▶ **Exercise directions**
Reproduce the full listing as it stands. Images do not belong in the copy.

▶ **Information supplied**
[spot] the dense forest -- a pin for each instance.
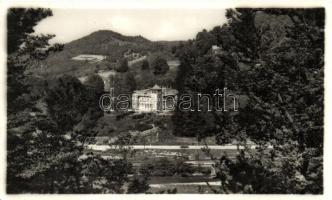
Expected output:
(273, 59)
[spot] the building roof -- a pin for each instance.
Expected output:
(156, 87)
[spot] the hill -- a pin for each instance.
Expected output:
(108, 43)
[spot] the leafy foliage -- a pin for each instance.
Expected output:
(274, 59)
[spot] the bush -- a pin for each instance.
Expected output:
(122, 66)
(143, 127)
(160, 66)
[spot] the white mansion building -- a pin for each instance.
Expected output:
(154, 99)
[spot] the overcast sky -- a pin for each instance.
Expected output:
(174, 24)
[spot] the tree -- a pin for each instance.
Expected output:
(122, 66)
(160, 66)
(145, 65)
(47, 130)
(96, 83)
(278, 67)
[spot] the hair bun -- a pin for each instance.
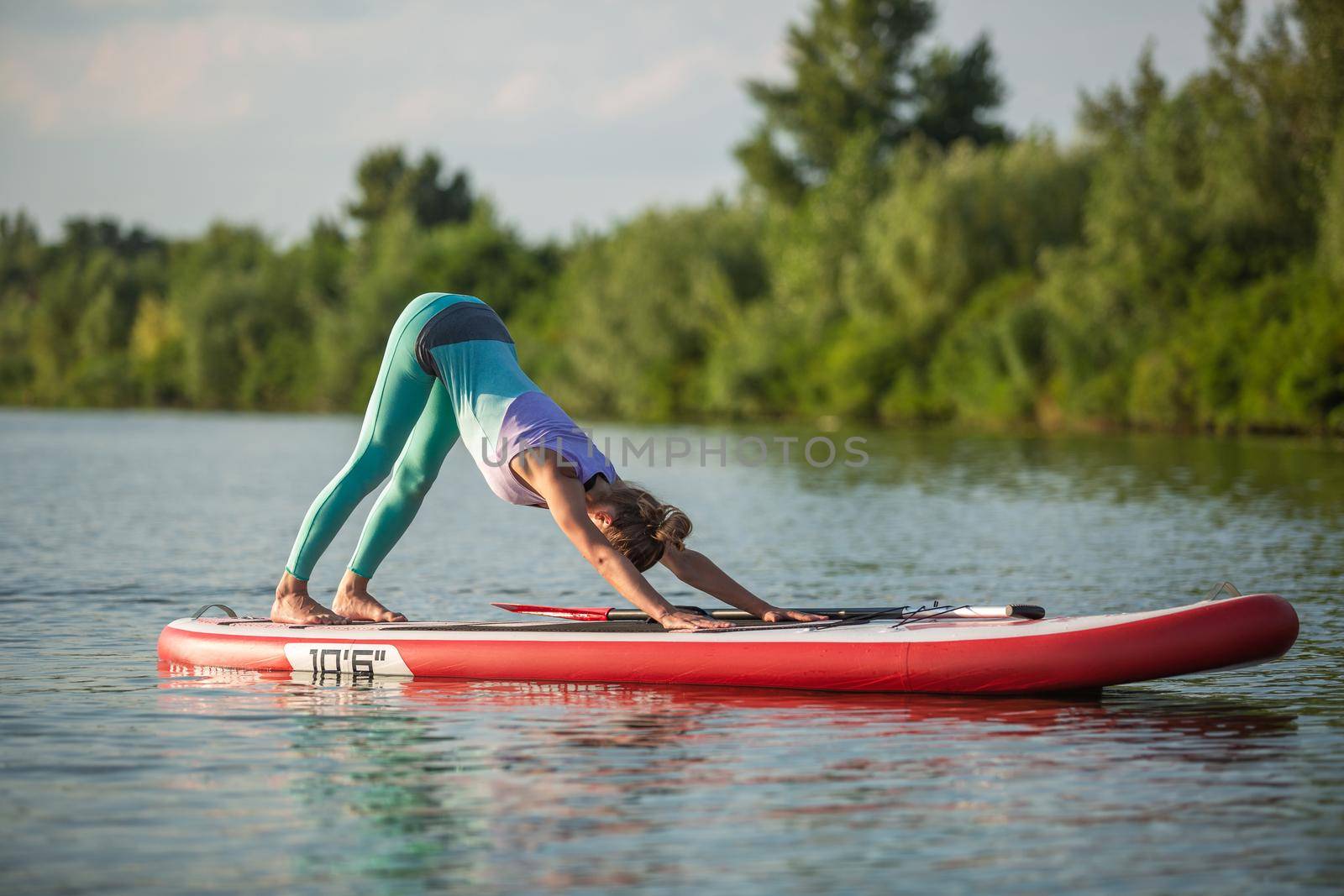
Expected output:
(674, 528)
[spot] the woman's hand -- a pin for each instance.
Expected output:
(685, 621)
(776, 614)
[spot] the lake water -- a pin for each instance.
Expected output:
(118, 777)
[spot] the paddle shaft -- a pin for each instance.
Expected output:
(837, 613)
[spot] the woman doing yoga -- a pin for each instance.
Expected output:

▶ **Exercise solution**
[spot] the dense forest -- a pin for each instance.
Expected output:
(273, 59)
[spot] the building roof -- a pin for each instance.
Expected output:
(156, 87)
[spot] the hill -- a pin for each instance.
Expected output:
(108, 43)
[spot] the leafy foliage -- a pin for each instance.
Expected output:
(274, 59)
[spot] the bush -- a pin for each instance.
Expected output:
(122, 66)
(143, 127)
(160, 66)
[spot] the white mansion building -- a pin for each instance.
Expected output:
(154, 99)
[spot] the overcast sky -- a pin for each instance.
Expected output:
(174, 24)
[spot] the tree -- a pin for each instance.
Expected output:
(122, 66)
(160, 66)
(145, 65)
(47, 130)
(96, 83)
(278, 67)
[spot] the hair bun -- a pin for each instance.
Expected output:
(674, 528)
[spot] the woman's hand -- a pin for each instance.
Expected output:
(685, 621)
(776, 614)
[spot] the lake water -- a pin for each instance.
Expected output:
(118, 777)
[spot] the paddle shaft -- a pin for each instance.
Expected output:
(837, 613)
[spot] the woman doing yoga -- a pin for each instance.
Expected output:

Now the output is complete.